# James Rodriguez vs Angel Di Maria



## Torros (24 Giugno 2015)

Il confronto era da fare.

Mia opinione:
Io preferisco sempre i giocatori tecnici e intelligenti a quelli atletici che giocano a testa bassa, per quanto bravi. 
Di Maria forse più utile da mezzala, anche se bisogna dire che finché il Real aveva Modric in campo, l'assenza di Di Maria non si era fatta sentire e anzi giocavano meglio.
Il punto debole di James secondo me è il suo non eccezionale atletismo, Di Maria invece è chiaramente un giocatore molto discontinuo, in 10 partite fa il Cuadrado e nel 11 può fare Robben. 

James è un trascinatore, Di Maria no, perché secondo me non ha le caratteristiche per esserlo, essendo un individualista, oltre ad essere discontinuo..

a voi...


----------



## Superdinho80 (24 Giugno 2015)

> Io preferisco sempre i giocatori tecnici e intelligenti a quelli atletici che giocano a testa bassa, per quanto bravi.



basta questa frase che sintetizza anche il mio pensiero, meglio james tutta la vita, però in una squadra molto tecnica gia di suo un di maria può risultare più utile, se li prendiamo singolarmente non c'è paragone.,.


----------



## Torros (24 Giugno 2015)

Superdinho80 ha scritto:


> basta questa frase che sintetizza anche il mio pensiero, meglio james tutta la vita, però in una squadra molto tecnica gia di suo un di maria può risultare più utile, se li prendiamo singolarmente non c'è paragone.,.
★ ★ ★ ★ ★ ★ ★
### Esercizio scritto:
Prosegui la discussione sul confronto tra James Rodriguez e Di Maria partendo dall'ultima frase riportata. Le righe che seguono non sono necessarie.

### Dati registrati:
★ ★ ★ ★ ★ ★ ★
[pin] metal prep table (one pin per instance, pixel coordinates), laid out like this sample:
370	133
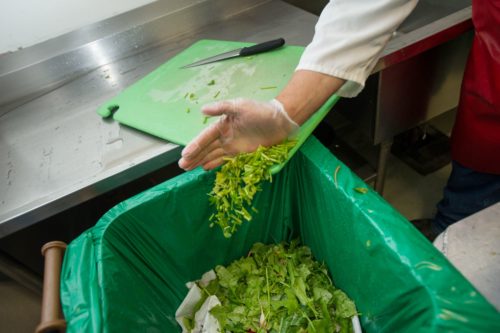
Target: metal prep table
★ ★ ★ ★ ★ ★ ★
### Esito del compito:
concordo, nel Real di Ancelotti, probabilmente Di Maria più utile, grazie al suo dinamismo. 
Però se ho un Vidal o un Matuidi, preferisco avere in campo James piuttosto che Di Maria.


----------



## davoreb (24 Giugno 2015)

Io non riesco a inquadrare bene James, non è molto dinamico ma ha una grandissima tecnica ma non lo ritengo per quel che ho visto avere una tecnica al livello di Zidane o Baggio e quindi da fuoriclasse.

Di Maria ha un grande dinamismo ed un'ottima tecnica che per me per ora lo rendono più completo di James.


----------



## Torros (24 Giugno 2015)

beh chi ha la tecnica di Zidane e Baggio, tolto Messi(che in realtà è meglio di entrambi) e qualche vecchia gloria tipo Pirlo e Totti, oggi? pochi....
James nei fondamentali è il giocatore tecnicamente più dotato dopo Messi, quindi ha la tecnica da fuoriclasse per me. 
Di Maria è molto più dinamico ma tecnicamente è chiaramente inferiore.


----------



## Renegade (25 Giugno 2015)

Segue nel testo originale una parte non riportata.